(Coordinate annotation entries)
━━━━━━━━━━━━━━━━━━━━

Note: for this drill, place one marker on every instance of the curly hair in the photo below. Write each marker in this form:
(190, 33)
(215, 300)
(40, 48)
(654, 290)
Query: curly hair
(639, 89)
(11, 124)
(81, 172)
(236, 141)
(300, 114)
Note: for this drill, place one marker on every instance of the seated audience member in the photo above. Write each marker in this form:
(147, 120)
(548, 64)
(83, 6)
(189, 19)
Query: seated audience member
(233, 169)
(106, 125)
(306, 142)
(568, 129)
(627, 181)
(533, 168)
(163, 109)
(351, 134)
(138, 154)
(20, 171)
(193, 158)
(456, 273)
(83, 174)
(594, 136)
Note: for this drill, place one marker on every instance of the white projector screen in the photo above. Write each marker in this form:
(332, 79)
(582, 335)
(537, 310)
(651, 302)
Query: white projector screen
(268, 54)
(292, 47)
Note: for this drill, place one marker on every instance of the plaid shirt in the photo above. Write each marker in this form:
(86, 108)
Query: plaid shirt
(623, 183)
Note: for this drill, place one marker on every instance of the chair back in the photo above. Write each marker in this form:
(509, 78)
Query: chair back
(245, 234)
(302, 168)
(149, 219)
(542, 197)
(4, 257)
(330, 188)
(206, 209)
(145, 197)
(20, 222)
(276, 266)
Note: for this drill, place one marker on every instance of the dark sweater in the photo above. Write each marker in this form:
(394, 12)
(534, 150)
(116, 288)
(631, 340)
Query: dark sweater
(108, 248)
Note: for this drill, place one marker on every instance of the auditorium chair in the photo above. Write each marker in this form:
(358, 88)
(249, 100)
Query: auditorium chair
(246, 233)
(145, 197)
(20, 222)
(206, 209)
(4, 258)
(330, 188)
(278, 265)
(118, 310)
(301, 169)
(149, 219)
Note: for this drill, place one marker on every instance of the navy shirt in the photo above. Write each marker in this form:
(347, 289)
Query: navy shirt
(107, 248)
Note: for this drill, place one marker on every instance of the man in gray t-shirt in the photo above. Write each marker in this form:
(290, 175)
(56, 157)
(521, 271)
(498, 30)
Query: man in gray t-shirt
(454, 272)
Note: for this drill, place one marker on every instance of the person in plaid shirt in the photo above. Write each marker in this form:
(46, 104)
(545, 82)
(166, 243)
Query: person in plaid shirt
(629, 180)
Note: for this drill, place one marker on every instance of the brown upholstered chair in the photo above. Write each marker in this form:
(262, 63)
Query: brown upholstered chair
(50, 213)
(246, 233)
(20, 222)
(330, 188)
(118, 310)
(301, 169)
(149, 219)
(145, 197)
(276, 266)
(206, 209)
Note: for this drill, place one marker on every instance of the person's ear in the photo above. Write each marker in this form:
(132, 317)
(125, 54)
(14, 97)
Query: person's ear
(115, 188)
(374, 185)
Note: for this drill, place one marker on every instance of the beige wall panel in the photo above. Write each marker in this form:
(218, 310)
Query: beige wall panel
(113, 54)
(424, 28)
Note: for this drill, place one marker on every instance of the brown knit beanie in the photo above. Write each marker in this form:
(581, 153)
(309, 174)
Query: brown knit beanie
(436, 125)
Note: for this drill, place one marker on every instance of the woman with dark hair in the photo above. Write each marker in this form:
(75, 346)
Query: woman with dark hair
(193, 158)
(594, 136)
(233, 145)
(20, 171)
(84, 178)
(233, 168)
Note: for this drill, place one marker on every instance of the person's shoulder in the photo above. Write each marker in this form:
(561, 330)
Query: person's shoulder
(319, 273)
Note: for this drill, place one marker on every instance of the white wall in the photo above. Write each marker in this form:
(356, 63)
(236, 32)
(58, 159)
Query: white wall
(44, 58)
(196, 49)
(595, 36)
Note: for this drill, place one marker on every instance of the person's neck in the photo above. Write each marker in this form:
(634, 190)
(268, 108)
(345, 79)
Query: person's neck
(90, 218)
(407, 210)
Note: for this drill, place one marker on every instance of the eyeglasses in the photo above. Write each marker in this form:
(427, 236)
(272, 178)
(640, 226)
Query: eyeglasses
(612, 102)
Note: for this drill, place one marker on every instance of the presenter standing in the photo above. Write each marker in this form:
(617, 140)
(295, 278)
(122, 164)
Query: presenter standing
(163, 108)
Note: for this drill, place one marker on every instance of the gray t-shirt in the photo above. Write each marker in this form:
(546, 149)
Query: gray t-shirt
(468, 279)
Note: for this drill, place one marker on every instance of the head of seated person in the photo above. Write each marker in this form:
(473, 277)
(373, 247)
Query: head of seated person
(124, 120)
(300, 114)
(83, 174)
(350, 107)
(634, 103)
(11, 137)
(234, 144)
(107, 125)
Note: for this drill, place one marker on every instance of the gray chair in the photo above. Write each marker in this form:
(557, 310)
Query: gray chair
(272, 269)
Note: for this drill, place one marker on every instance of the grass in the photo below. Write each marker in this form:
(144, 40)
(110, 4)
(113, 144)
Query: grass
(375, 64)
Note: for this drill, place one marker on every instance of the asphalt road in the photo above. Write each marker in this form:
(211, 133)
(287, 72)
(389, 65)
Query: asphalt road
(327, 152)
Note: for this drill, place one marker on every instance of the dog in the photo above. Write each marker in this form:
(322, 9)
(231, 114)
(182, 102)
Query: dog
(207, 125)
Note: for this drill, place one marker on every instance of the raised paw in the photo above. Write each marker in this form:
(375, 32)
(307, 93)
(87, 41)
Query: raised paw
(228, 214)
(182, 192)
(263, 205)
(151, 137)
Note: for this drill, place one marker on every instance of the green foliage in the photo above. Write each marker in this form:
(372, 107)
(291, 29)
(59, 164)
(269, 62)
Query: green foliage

━━━━━━━━━━━━━━━━━━━━

* Exercise description: Quote the data in full, keeping each word unchanged.

* Answer to the problem:
Note: for this drill, place one marker on every instance of the curly hair in the photo below. Write each marker in this form:
(190, 33)
(215, 300)
(40, 48)
(654, 290)
Query: curly hair
(639, 89)
(11, 124)
(81, 172)
(236, 141)
(300, 114)
Note: for this drill, place one marker on every instance of the seated audience member in the photo above. Write each marker in this form:
(147, 120)
(548, 64)
(83, 6)
(189, 19)
Query: seated audience member
(233, 169)
(106, 125)
(306, 142)
(568, 129)
(627, 181)
(533, 168)
(163, 109)
(351, 134)
(138, 154)
(20, 171)
(193, 158)
(456, 273)
(83, 174)
(594, 136)
Note: for this drill, place one marker on every instance of the white projector screen in the photo above. Write each marker in this form:
(332, 79)
(582, 335)
(537, 310)
(651, 302)
Query: white projector screen
(268, 54)
(292, 47)
Note: for this drill, place one marker on every instance of the plaid shirt in the photo above. Write each marker in this form:
(86, 108)
Query: plaid shirt
(623, 183)
Note: for this drill, place one marker on every instance of the chair back in the photo above. Write each marker in this form:
(509, 78)
Query: chair back
(245, 234)
(302, 168)
(149, 219)
(542, 197)
(4, 257)
(330, 188)
(206, 209)
(145, 197)
(20, 222)
(276, 266)
Note: for this drill, place one marker on every instance of the dark sweater in the photo above. Write each marker in this form:
(394, 12)
(534, 150)
(116, 288)
(631, 340)
Query: dark sweater
(108, 248)
Note: for this drill, place one marker on every instance of the auditorium chair in the photo above. Write each marker in this form:
(358, 88)
(249, 100)
Query: auditorium chair
(246, 233)
(145, 197)
(20, 222)
(206, 209)
(4, 258)
(330, 188)
(278, 265)
(118, 310)
(301, 169)
(149, 219)
Note: for this drill, place one marker on every instance of the navy shirt in the photo above. Write each marker in this form:
(347, 289)
Query: navy shirt
(107, 248)
Note: for this drill, place one marker on every instance of the man in gray t-shirt in the photo above. Write each marker in this form:
(290, 175)
(56, 157)
(521, 271)
(498, 30)
Query: man in gray t-shirt
(454, 272)
Note: for this drill, place one marker on every instance of the person in plaid shirt in the photo above. Write each marker in this form:
(46, 104)
(545, 82)
(166, 243)
Query: person in plaid shirt
(629, 180)
Note: for this drill, place one marker on every instance of the brown upholstered chair in the photo above. Write each marker in this form:
(262, 63)
Query: brown upholstered chair
(50, 213)
(246, 233)
(20, 222)
(330, 188)
(118, 310)
(301, 169)
(149, 219)
(145, 197)
(276, 266)
(206, 209)
Note: for this drill, place one marker on every instance of the person's ear in the photo above. Write each marker in this form:
(132, 317)
(125, 54)
(14, 97)
Query: person's ear
(115, 188)
(374, 185)
Note: for this drill, place one marker on every instance of the beige wall panel in the photo above. Write each marker in this form:
(218, 310)
Query: beige wall panel
(113, 54)
(424, 28)
Note: for this drill, place one marker on every instance of the brown knit beanie in the photo above. Write each marker in this form:
(581, 153)
(309, 174)
Query: brown knit beanie
(436, 125)
Note: for this drill, place one marker on every instance of the woman with dark hair in the photo above. Write each marker in this form:
(75, 346)
Query: woman with dark hair
(193, 158)
(594, 136)
(233, 145)
(20, 171)
(84, 178)
(233, 168)
Note: for this drill, place one marker on every instance of the person's shoulder in the photo above. Write each marker in this form:
(561, 330)
Query: person's shoulder
(319, 273)
Note: for this drill, place one marker on every instance of the white wall in the photo above. Write each marker in this form:
(356, 63)
(236, 32)
(58, 159)
Query: white wall
(44, 58)
(196, 49)
(595, 36)
Note: for this drill, place one marker on every instance of the person's neck in the photo above. Write each marker in this form:
(634, 190)
(268, 108)
(345, 79)
Query: person's neck
(90, 218)
(407, 210)
Note: for this drill, place one marker on every instance of the eyeglasses in the photo above. Write each marker in this form:
(427, 236)
(272, 178)
(640, 226)
Query: eyeglasses
(612, 102)
Note: for this drill, place one marker on every instance of the presenter standing in the photo above. Write each marker in this form:
(617, 140)
(295, 278)
(122, 164)
Query: presenter standing
(163, 108)
Note: for this drill, place one marker on every instance of the gray t-shirt in the photo above. Write each marker in this form:
(546, 149)
Query: gray t-shirt
(468, 279)
Note: for this drill, place one marker on every instance of the head of seated person in the photo above. Write each marker in this form:
(473, 277)
(373, 247)
Query: head of seated person
(124, 120)
(300, 114)
(83, 174)
(350, 107)
(634, 103)
(11, 137)
(234, 144)
(107, 125)
Note: for this drill, place one marker on every instance of the gray chair in the photo above. Write each marker in this form:
(557, 310)
Query: gray chair
(272, 269)
Note: for this drill, place one marker on every instance of the grass in the photo below. Write each marker in this form:
(144, 40)
(110, 4)
(113, 144)
Query: grass
(375, 64)
Note: for this drill, place one marker on every instance of the asphalt road in the photo above. Write each marker in this form:
(211, 133)
(287, 72)
(389, 65)
Query: asphalt road
(327, 152)
Note: for this drill, place one marker on every instance of the dog in the photo above. Write each marker in this form:
(322, 9)
(231, 114)
(182, 102)
Query: dog
(207, 125)
Note: for this drill, place one marker on every instance of the raised paw in the photo above. Write each marker in this form:
(375, 32)
(307, 93)
(87, 41)
Query: raised paw
(228, 214)
(182, 192)
(263, 205)
(151, 137)
Note: for this drill, place one marker on every instance of the green foliage in the photo above. Write each marker in this form:
(372, 107)
(291, 29)
(59, 164)
(269, 62)
Query: green foliage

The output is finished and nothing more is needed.